Transcribe each entry. Change nothing.

** INPUT MATERIAL follows **

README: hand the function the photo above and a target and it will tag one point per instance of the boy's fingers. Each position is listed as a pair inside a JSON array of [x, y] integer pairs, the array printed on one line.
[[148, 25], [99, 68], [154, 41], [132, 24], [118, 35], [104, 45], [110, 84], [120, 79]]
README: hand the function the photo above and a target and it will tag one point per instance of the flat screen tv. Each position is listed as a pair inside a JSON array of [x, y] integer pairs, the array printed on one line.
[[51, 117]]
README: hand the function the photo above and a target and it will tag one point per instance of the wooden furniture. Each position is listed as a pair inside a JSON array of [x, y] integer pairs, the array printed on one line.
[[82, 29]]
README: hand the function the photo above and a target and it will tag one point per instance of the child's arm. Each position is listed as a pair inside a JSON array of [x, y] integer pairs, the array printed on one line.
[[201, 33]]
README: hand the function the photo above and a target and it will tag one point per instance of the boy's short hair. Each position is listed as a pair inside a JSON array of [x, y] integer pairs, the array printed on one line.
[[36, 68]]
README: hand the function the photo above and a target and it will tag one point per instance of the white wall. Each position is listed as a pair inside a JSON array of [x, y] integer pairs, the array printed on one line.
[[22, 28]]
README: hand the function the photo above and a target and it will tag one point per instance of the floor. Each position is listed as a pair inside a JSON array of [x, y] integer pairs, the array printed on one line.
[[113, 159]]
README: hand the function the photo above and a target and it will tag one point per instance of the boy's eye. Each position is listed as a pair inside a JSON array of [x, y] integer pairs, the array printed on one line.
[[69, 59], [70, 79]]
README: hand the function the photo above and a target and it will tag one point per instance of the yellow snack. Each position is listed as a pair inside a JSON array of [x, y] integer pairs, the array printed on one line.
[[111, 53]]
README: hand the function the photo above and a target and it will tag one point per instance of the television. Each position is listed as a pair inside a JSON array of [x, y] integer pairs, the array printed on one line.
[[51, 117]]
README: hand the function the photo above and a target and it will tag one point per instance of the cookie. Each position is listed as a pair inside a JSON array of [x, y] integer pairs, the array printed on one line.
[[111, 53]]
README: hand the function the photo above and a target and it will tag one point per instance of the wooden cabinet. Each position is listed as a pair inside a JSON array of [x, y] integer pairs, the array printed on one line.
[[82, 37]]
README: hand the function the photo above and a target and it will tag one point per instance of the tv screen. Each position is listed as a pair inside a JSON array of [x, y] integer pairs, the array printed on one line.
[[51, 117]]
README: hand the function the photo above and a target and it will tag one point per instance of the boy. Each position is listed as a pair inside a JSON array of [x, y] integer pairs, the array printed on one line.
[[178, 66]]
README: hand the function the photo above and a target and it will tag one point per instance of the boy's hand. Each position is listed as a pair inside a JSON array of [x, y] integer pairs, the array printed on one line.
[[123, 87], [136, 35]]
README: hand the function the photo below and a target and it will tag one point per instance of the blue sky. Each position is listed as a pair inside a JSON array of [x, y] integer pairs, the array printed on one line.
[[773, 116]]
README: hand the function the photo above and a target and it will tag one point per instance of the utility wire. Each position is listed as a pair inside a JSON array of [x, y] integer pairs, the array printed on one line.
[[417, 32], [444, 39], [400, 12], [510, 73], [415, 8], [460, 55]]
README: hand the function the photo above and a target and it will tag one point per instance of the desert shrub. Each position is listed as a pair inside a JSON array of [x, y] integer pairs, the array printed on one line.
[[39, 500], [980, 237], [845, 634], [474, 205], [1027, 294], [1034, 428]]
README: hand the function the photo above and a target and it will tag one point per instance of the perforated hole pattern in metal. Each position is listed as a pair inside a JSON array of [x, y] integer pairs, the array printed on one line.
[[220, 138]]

** End of INPUT MATERIAL **

COMPLETED TASK:
README: hand the function the photo above and a target and it will tag one point per instance of the boy's fingers. Each position is listed as a pair inside a JSON array of [x, y] integer pairs, the array printed on one line.
[[148, 25], [99, 68], [154, 41], [132, 24], [118, 35], [104, 45], [110, 84], [120, 79]]
README: hand the function the photo above and a target and it will tag one point per instance of the flat screen tv. Each position is listed as a pair inside a JSON array of [x, y] integer pairs, the array printed on one line.
[[51, 117]]
README: hand the function the photo above and a target and it will tag one point per instance of the wooden furniture. Each position is listed as a pair inside a JSON array of [x, y] integer pairs, the array printed on one line.
[[82, 29]]
README: hand the function the photo above and a target and it will tag one point per instance of the child's arm. Each position is listed as a pair inside a JSON array of [x, y] integer pairs, the array printed on one line.
[[201, 33]]
README: hand the function the photo above and a target and it will tag one point per instance of the boy's short hair. Each position is listed as a pair inside a JSON array of [x, y] integer pairs, the array printed on one line.
[[36, 68]]
README: hand the function the photo above and a target and it will tag one point per instance of the white wall. Each position is listed as a pair inside a JSON array of [x, y] integer pairs, the array printed on one line.
[[22, 28]]
README: hand the function the photo above and a target and it will tag one point per instance of the floor. Each position is listed as a pair inside a JSON array of [x, y] integer pairs, the array printed on one line.
[[113, 159]]
README: hand the function the photo above and a target and it will tag one point per instance of the boy's eye. Each position is listed as a pair inside a JSON array of [x, y] integer pairs, the array printed on one line.
[[69, 59], [70, 79]]
README: hand the function the photo above and a target and it will tag one point per instance of the yellow snack. Each position is listed as a pair inside a JSON array of [x, y] integer pairs, the array printed on one line.
[[111, 53]]
README: hand the function the photo above and a target and it will tag one point per instance of the television. Each position is listed as a pair inside a JSON array of [x, y] integer pairs, the array printed on one line.
[[51, 117]]
README: hand the function the photo above and a target and it will tag one point per instance of the cookie. Each position is listed as a pair inside a JSON array of [x, y] integer pairs, the array printed on one line.
[[111, 53]]
README: hand the function the photo above and a target and it will tag one point per instance of the wooden cabinet. Each position is listed as a pair inside a JSON array of [x, y] integer pairs, the array printed on one line.
[[82, 37]]
README: hand the function the photo above and a target and it will tag one point per instance of the tv screen. Each position is listed as a pair inside a JSON array of [x, y] integer pairs, the array printed on one line.
[[51, 117]]
README: hand the function the photo above and a target and it will tag one point per instance of the boy. Each position is listed as a pair inside a JSON array of [x, y] integer pairs, the array printed on one line.
[[178, 66]]
README: hand the function the photo above and a target and it will tag one point per instance of the boy's hand. Each position is listed as a pair inside a JSON array of [x, y] integer pairs, the array printed on one line.
[[123, 87], [136, 35]]
README: hand the function the photo below and a target and it will tag one point per instance of the blue sky. Each position is listed as a pair inside a JSON array of [x, y] integer pairs, the array printed on one line.
[[773, 116]]
README: hand the function the photo above and a target and it will tag one point per instance of the utility wire. Each position is listed as a pair inside a JSON array of [x, y] integer pairs, the array printed on one line.
[[417, 32], [444, 39], [400, 12], [510, 73], [415, 8], [460, 55]]
README: hand the function the photo above and a target and it will tag one point per instance of the desert shrub. Each position is listed as a pair inside a JSON array of [x, y] integer pairs, the array printed on one line.
[[39, 500], [980, 237], [845, 634], [474, 205], [1027, 294], [1034, 428]]
README: hand the function the photo above and a target and it will tag one point per instance of the perforated hole pattern in metal. Each position is listed as a pair inside a JSON array of [x, y] integer pairs, the array printed on one line.
[[220, 138]]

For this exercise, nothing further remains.